**Short problem**.
Print every line of the records below exactly as it appears, but omit the pictures.

[Coordinate annotation records]
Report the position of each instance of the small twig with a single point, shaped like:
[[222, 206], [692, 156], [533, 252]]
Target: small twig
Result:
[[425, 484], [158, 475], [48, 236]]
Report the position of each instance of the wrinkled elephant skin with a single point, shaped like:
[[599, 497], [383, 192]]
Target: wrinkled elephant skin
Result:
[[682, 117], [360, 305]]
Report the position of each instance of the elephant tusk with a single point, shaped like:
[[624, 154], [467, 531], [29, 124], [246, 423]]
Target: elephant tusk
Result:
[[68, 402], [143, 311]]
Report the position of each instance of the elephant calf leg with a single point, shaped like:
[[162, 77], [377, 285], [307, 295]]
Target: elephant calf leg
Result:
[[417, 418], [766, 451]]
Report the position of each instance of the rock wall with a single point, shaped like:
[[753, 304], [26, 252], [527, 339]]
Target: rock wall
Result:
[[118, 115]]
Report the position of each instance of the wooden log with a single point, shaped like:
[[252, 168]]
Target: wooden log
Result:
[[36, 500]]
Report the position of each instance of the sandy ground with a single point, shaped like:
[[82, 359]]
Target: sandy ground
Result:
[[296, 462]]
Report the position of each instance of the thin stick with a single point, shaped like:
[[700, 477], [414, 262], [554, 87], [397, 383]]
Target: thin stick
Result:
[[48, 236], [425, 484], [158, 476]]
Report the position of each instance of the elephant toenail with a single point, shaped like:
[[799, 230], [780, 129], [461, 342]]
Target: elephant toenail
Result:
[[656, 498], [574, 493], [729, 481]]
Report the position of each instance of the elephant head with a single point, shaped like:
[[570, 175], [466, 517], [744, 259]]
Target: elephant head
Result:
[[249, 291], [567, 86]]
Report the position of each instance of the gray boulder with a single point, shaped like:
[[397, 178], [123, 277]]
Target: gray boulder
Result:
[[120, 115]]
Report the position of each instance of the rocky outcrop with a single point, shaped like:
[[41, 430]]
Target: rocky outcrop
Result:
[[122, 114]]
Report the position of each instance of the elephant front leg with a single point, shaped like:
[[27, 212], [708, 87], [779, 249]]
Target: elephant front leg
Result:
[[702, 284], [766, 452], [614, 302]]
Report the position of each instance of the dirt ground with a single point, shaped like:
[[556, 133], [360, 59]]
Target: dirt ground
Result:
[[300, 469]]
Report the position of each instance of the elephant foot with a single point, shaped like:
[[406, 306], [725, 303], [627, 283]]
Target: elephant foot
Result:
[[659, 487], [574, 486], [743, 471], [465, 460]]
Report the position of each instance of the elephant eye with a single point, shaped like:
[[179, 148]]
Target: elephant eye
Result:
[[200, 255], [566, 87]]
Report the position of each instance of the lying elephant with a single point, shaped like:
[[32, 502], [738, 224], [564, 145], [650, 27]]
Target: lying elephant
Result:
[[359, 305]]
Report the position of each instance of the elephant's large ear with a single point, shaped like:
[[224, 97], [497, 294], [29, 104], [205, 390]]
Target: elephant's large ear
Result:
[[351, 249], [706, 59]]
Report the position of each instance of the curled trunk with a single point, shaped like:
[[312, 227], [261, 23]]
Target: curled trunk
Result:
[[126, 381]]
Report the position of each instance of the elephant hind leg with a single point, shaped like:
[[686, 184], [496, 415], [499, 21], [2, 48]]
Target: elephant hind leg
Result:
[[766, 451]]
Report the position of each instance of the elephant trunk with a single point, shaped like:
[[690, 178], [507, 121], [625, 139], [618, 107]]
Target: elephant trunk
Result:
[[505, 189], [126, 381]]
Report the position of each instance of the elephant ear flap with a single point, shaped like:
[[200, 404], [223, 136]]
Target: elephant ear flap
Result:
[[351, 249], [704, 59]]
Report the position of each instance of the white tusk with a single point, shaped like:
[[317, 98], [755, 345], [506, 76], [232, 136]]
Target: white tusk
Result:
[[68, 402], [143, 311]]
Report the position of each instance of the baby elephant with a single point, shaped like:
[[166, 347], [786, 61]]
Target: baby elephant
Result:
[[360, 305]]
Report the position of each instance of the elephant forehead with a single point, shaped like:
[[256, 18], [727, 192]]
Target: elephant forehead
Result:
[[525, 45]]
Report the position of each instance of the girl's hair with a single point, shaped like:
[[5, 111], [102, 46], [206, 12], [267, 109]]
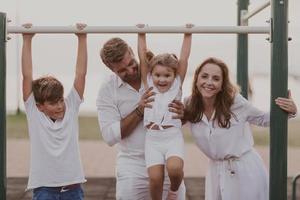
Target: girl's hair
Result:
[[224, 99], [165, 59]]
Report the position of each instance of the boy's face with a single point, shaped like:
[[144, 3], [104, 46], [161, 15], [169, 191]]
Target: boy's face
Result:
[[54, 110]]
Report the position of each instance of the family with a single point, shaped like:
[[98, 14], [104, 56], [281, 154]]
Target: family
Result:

**Output below**.
Report the position of each instance of the small twig with a single point, shaped like:
[[222, 206], [692, 156], [533, 252]]
Target: small twig
Result:
[[425, 484], [158, 475], [48, 236]]
Report the position of each instance of the wrinkled elephant skin with a single point, shaped like:
[[599, 497], [383, 192]]
Target: wrinkled elephant skin
Result:
[[682, 117], [360, 305]]
Report the position of each instance of the elephant tusk with a single point, shaped like:
[[624, 154], [467, 531], [29, 124], [246, 423]]
Target: elephant tusk
Result:
[[68, 402], [143, 311]]
Report the position of each instance of the elephant calf leg with a single point, shaped like:
[[162, 77], [377, 285], [307, 295]]
Target: elephant calf leg
Result:
[[417, 418], [766, 451]]
Report the position of each instance of the rock wall with a single point, shaped like:
[[753, 304], [26, 252], [527, 339]]
Target: rock wall
Result:
[[118, 115]]
Report the position of each instance of the wooden log with a single point, shaped like:
[[252, 168]]
Target: wooden log
Result:
[[36, 500]]
Report the position of each instance of the sandy ground with a single point, shaped like:
[[82, 359]]
Target: sandy ground
Result:
[[296, 462]]
Report the position of each instance of the thin stick with a single point, shaped like:
[[700, 477], [414, 262], [554, 87], [397, 383]]
Target: thin stick
Result:
[[48, 236], [425, 484], [158, 476]]
Report the position of each instance of the elephant toenail with a single point, shaped like:
[[799, 230], [780, 129], [461, 342]]
Target: elephant toenail
Result:
[[656, 498], [574, 493], [729, 481]]
Report the position of each instance of the elephant head with a single point, shaped like:
[[570, 175], [466, 517], [744, 259]]
Target: elephant head
Result:
[[249, 291], [567, 86]]
Report the position of each instance of the gray boulder with a single point, shaped like:
[[397, 178], [123, 277]]
Target: gray boulder
Result:
[[120, 115]]
Report the position of each instance of the rocky outcrop with a single point, shaped like:
[[41, 430]]
Target: rocky outcrop
Result:
[[122, 114]]
Report the position of each instance of the elephant front leg with a single point, shaped like:
[[27, 212], [708, 87], [779, 249]]
Target: elephant front leg
Result:
[[702, 284], [766, 452], [614, 302]]
Report the position of each instance of the dirt ground with a single point, shaped like:
[[556, 133], [360, 59]]
Target: dirt ground
Result:
[[300, 469]]
Report the position of each instance of the elephant foot with a single point, shaped like:
[[406, 306], [725, 303], [627, 283]]
Target: elephant foot
Result:
[[659, 487], [574, 486], [743, 471], [465, 460]]
Report the position of each instance of the elephant eye with a single point, shaped like:
[[179, 148]]
Target: elephant eye
Result:
[[200, 255], [566, 87]]
Report the position of each instance of the lying elephant with a single point, shaped like:
[[32, 502], [738, 224], [564, 145], [650, 27]]
Target: lying elephant
Result:
[[359, 305]]
Report the position of each instance of the elephant's large ear with a single point, shaped like:
[[224, 97], [497, 294], [29, 104], [205, 390]]
Target: elephant's large ear
Result:
[[351, 249], [706, 59]]
Report the position of each instance of the curled trunk with a single point, shaped like:
[[312, 227], [261, 23]]
Target: curled trunk
Result:
[[126, 381]]
Report the position of each instance of the elephant hind leg with a single point, shaped like:
[[686, 184], [496, 415], [499, 21], [2, 48]]
Target: elephant hind leg
Result:
[[766, 451]]
Report the position of each instance of the elephant trunk with a single point, shaped like:
[[690, 178], [507, 121], [625, 139], [618, 107]]
Target: elephant trunk
Result:
[[505, 189], [126, 381]]
Report the position of each instance of the elephant ear flap with a single point, shaped like:
[[200, 404], [223, 136]]
Target: elephant ear flap
Result:
[[351, 249], [704, 59]]
Report the position of each instance of the white tusk with a single point, shaped like:
[[317, 98], [755, 345], [506, 76], [232, 136]]
Target: white tusk
Result:
[[68, 402], [143, 311]]
Report the position of each instance of the baby elephant with a single point, shaped like:
[[166, 347], [786, 61]]
Target: baby elephant
Result:
[[360, 305]]
Report the position of each instance of the elephant forehead with a single point, shaped like:
[[256, 18], [727, 192]]
Target: elephant forehead
Result:
[[525, 45]]
Report the position of each instance of the girl's hair with a single point, shaped like:
[[5, 111], [102, 46], [206, 12], [267, 109]]
Target: girl's hair
Result:
[[224, 99], [165, 59]]
Report the position of each instance of the boy's face with a single point, shaped like:
[[144, 3], [104, 46], [161, 15], [169, 191]]
Target: boy's face
Result:
[[54, 110]]
Report the position of each instance of the family with a single point, shaped like:
[[98, 14], [104, 56], [281, 154]]
Target: family
Result:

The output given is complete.